■ **WHAT THE EXERCISE ASKS**
Reproduce every line of the records below verbatim, omitting the pictures.

'''

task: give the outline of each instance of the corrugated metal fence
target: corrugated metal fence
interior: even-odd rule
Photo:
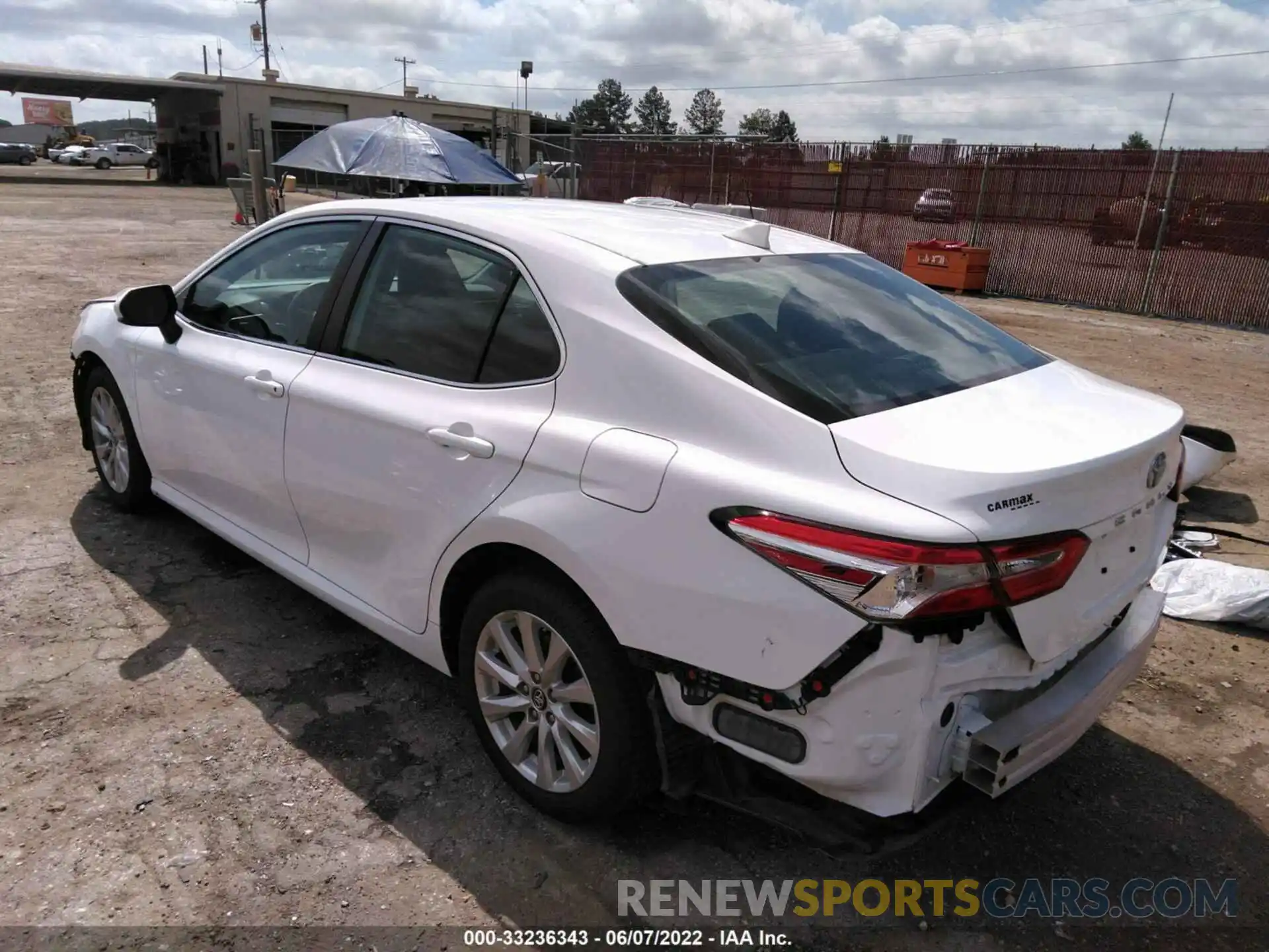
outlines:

'''

■ **OUTPUT FOR THIS TASK**
task: give the outline of each instance of the corrugated metal fence
target: corrugated metal fence
interior: even-odd rule
Photo:
outlines:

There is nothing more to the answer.